===== Excerpted records =====

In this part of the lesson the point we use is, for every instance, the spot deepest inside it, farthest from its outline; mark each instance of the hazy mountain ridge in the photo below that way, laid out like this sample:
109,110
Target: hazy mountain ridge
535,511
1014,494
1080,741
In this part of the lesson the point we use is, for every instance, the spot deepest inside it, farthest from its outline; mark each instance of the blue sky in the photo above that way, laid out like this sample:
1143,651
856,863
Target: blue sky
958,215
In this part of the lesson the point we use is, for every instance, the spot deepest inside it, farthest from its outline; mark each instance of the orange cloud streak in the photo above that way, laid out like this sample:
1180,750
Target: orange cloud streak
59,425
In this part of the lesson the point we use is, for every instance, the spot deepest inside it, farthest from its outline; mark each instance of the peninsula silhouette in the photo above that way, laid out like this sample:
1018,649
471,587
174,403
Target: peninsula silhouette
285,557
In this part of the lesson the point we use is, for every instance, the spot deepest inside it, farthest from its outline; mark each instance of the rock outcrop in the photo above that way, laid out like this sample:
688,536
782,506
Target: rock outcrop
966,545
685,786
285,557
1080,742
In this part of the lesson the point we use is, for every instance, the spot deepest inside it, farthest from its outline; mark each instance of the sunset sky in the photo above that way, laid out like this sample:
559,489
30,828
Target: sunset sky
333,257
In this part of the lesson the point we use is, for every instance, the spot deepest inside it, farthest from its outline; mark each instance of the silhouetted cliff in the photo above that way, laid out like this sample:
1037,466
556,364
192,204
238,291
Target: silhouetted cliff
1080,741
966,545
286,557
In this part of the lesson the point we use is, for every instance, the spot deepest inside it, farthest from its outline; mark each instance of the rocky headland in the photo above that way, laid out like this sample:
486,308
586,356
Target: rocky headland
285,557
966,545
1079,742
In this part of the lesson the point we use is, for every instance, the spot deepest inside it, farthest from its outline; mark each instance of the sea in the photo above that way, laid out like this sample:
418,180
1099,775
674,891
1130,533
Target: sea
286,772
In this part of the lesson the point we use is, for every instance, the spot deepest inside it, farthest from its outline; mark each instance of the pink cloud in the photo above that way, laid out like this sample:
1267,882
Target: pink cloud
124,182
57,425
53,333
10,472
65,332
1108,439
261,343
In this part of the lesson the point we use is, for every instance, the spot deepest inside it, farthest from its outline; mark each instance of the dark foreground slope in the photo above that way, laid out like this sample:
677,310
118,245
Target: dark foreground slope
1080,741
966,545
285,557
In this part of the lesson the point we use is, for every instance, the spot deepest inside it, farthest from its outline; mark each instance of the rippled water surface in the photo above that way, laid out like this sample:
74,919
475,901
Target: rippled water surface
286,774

=====

*What to produce*: Restate every entry above word for word.

*Result*:
In this part of the lesson the point we use is, for every instance, the spot deepest inside it, farthest from its outline; mark each instance of the hazy mountain ridge in the photo below that way, laid out like this sample:
109,110
Target: hazy mountain ridge
535,511
1014,494
1080,741
In this part of the lesson the point we use is, for every instance, the spot deepest inside it, farthest from its outline; mark each instance of the blue sky in the photo above that way, laid out like this sample:
1143,651
856,863
Target: blue sky
958,215
In this part of the lesson the point we use is, for every instance, the spot deepest inside it, farthest from its outline; mark each instance of the orange cloud streak in the photo above that way, laid out like this sample:
1180,750
Target: orange cloud streak
59,425
In this part of the lesson the point we use is, for every instance, the spot deepest inside it, farthest from its outline; mark each instance of the peninsula silhouette in the photo above that way, laid out like this sample:
1018,649
471,587
174,403
Target: peninsula silhouette
285,557
In this part of the lesson the point we use is, for every instance, the spot deepest inside it, farthest from its outline; mark each instance of the rock outcrop in the photo above that way, laid out like this sample:
688,536
782,506
Target: rock outcrop
966,545
685,786
285,557
1080,742
In this part of the lesson the point we use is, for every instance, the spot deepest inside it, farthest from its outline; mark each instance of the sunset sky in the photo above that way, laid out like this sample:
559,489
30,828
Target: sunset sky
333,257
In this part of the lesson the point we use is, for every instance, the spot deepest inside it, farthest from its outline; mark each instance of the silhouetted cliff in the photo above that way, laid out like this sample:
1037,466
556,364
192,204
238,291
Target: silhouetted cliff
1080,741
966,545
286,557
In this part of the lesson the point we use is, for every instance, the spot deepest inside it, farthest from its outline; mark each instance of the rocky headland in the photo above that way, laid out like this sample:
486,308
586,356
Target: rocky headland
285,557
966,545
1079,742
In this part of the lesson the point we use is, for every instance, the spot deepest inside it, farthest from its outline; mark each instance of the sea in the photo above that way, laid out like this sample:
418,180
1099,775
674,891
1130,533
Target: sea
286,772
In this part of the lesson the point we use is, for every instance, the spot deepest inside it, farthest from its outline; mark each instance of the pink cloud in the photo above that way, laid out like this sample:
1267,882
Target: pink cloud
124,182
57,425
53,333
10,472
65,332
1108,439
261,343
In this part of the lesson the point we use is, for every instance, the spot deepest inside it, farthest from its outline; mark each instance of the dark foreground slope in the photo above that way, laid out like this sample:
677,310
118,245
Target: dark foreground slope
1080,741
966,545
285,557
In this part of the lesson the point we use is, for every instance, the spot deepest inside it, farthest from its outline; mark each instance of the rippled water surface in the photo above that way, laid out like this sample:
74,919
475,901
Target: rippled water surface
286,774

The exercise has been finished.